- Problem statement
Every record below should be repeated word for word, with the pictures left out.

- Input records
____________________

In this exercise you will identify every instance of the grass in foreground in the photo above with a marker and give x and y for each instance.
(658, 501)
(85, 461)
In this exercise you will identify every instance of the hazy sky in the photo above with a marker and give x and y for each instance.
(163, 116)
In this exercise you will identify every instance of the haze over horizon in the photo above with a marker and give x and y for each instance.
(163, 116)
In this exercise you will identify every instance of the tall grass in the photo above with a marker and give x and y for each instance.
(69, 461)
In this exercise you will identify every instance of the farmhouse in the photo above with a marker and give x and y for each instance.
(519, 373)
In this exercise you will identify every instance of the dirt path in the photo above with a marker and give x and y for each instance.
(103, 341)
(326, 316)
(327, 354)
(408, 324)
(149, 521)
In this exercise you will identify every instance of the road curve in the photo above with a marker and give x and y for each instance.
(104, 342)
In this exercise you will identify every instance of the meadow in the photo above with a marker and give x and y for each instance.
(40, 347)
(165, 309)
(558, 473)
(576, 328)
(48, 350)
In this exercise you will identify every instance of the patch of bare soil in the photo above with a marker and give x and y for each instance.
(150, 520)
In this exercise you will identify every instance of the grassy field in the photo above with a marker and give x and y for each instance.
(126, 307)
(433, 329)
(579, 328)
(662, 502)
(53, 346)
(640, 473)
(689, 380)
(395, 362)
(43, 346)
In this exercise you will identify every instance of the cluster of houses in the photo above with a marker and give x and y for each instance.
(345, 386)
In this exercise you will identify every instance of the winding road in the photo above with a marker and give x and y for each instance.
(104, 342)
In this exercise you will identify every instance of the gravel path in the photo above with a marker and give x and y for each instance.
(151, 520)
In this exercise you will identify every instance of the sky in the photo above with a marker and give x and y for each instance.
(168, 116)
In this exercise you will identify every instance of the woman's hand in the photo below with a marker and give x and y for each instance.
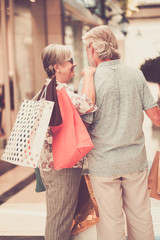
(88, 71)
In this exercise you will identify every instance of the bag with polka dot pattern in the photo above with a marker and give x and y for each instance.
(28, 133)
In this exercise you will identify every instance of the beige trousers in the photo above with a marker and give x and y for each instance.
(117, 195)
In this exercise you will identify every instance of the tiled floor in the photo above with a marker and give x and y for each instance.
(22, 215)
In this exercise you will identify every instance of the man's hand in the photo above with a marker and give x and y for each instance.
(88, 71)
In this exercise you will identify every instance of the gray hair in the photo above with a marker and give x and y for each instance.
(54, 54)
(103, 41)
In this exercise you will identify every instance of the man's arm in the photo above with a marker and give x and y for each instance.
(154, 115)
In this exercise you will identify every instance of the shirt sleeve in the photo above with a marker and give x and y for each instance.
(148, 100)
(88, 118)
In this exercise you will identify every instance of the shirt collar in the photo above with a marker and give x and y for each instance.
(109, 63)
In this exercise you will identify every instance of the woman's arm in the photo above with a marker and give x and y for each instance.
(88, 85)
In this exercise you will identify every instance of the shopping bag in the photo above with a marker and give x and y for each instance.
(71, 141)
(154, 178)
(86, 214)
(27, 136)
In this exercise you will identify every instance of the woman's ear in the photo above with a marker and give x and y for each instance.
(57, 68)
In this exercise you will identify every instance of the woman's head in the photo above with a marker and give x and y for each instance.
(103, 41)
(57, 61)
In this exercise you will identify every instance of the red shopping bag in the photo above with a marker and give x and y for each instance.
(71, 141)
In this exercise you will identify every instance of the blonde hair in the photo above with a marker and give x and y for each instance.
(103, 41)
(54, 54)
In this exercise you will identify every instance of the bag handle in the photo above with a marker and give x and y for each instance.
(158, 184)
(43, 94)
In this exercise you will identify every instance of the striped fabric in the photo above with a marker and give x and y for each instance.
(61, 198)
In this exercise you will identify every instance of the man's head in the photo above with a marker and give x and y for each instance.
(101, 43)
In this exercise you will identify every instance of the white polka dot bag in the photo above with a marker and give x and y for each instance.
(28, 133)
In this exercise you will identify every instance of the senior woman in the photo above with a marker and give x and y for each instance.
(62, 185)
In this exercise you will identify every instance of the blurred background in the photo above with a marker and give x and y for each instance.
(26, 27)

____________________

- Answer box
In this exercise you will identify every instance of the grass in foreground in the photo above with a marker and give x and y for each instance.
(658, 501)
(85, 461)
In this exercise you will identify every instance of the hazy sky in the photo above with a marker and give x and y for each instance.
(163, 116)
In this exercise you will identify every instance of the haze over horizon in the photo above with a marker and give x and y for each instance.
(163, 116)
In this exercise you will identify every instance of the tall grass in the photo above with a marker and give x and y for each instance.
(69, 461)
In this exercise you will identify every instance of the farmhouse in the photo above with a marker and give x and y for each instance.
(519, 373)
In this exercise you will identify every instance of the dirt path in the photo above with a marker and give x and y for each instance.
(103, 341)
(326, 316)
(327, 354)
(408, 324)
(149, 521)
In this exercise you will identify every instance of the road curve in the photo above with a marker and give x and y for each instance.
(104, 342)
In this exercise you will identify every instance of the meadow in the photo above with a marker and give x and y for each instance.
(40, 347)
(165, 309)
(558, 473)
(576, 328)
(48, 350)
In this exercise you will identify every instance of the patch of bare soil in the photo above with a marker and give x and y for each instance.
(150, 520)
In this exercise you will identify every instance of the grassy field in the photo above with a marker and give x and y for each instance.
(126, 307)
(433, 329)
(579, 328)
(662, 502)
(53, 346)
(640, 473)
(689, 380)
(395, 362)
(43, 346)
In this exercise you will identify every instance of the cluster of houses in the photo above with a marker and give x and y for each instance.
(345, 386)
In this exercise you will identify every instance of the winding road in the photo above with a marker and give x and y for each instance.
(104, 342)
In this exercise you will identify every instance of the gravel path in the photo above with a marker and give x and y for each instance.
(151, 520)
In this exercise you will identify every instance of the sky in the photo above with a marker and give x and y for each instance.
(168, 116)
In this exercise you will identify every instance of the woman's hand in the photo below with a marker and give x and y for each instance.
(88, 71)
In this exercise you will identify every instance of the bag with polka dot pattern in the photo above with a marker and give x and y for each instance.
(28, 133)
In this exercise you will identify every instance of the beige trousers in the photo above with a marker and give x and y for each instance.
(117, 195)
In this exercise you will identify every instance of the tiled floor in the photo above with a marker and give x and y for each instance.
(22, 215)
In this exercise you will identify every instance of the man's hand in the photo above with a marker and give x and y for each instance.
(88, 71)
In this exercise you will identify every instance of the gray hair in the photo above with a marker and give x and y for each instance.
(54, 54)
(103, 41)
In this exercise you will identify every instance of the man's arm in the photo above with a marker and give x and y for each instance.
(154, 115)
In this exercise you will identify every instance of the shirt sleeve in the photo above with a marker and give x and y for each instance.
(148, 100)
(88, 118)
In this exercise you will identify every instance of the shirt collar in the photo above with a marker and give x and y for each instance.
(109, 63)
In this exercise you will identify every instance of the woman's arm in the photo above with a marker and give x and y for each instance.
(88, 85)
In this exercise you will identify every instance of the shopping bag in the photo above with a marker and give x and y for each instance.
(71, 141)
(154, 178)
(86, 214)
(27, 136)
In this exercise you will identify every instance of the woman's ear in the photo above with a marker and give x and y for each instance.
(57, 68)
In this exercise you will identify every instance of the woman's head in the photo above with a marker and give x and y for each instance.
(103, 41)
(57, 61)
In this exercise you will identify every instance of the red shopping bag in the photo above with a marker and give x and y for each instance.
(71, 141)
In this exercise you will identify every instance of the blonde hair in the photo above with a marker and give x and y for each instance.
(103, 41)
(54, 54)
In this exercise you will identify every instance of the bag handle in the photo above with a marker and give x and y for each instance.
(158, 184)
(43, 94)
In this exercise you will identify every instance of the striped fabric in the photo above with a marker and give x and y for each instance.
(61, 198)
In this exercise you will identify every instance of the man's head in the photo above with a marker and give x and y for each instance.
(101, 43)
In this exercise you will identify every instance of the white polka dot bag in the photo above with a marker and give x and y for each instance.
(28, 133)
In this exercise you will identify every instance of the senior woman in the photo above with a marker and give x and y for each instance.
(62, 185)
In this exercise you will identify every instance of the blurred background in the photo above with a marker and give x and y for each instance.
(26, 27)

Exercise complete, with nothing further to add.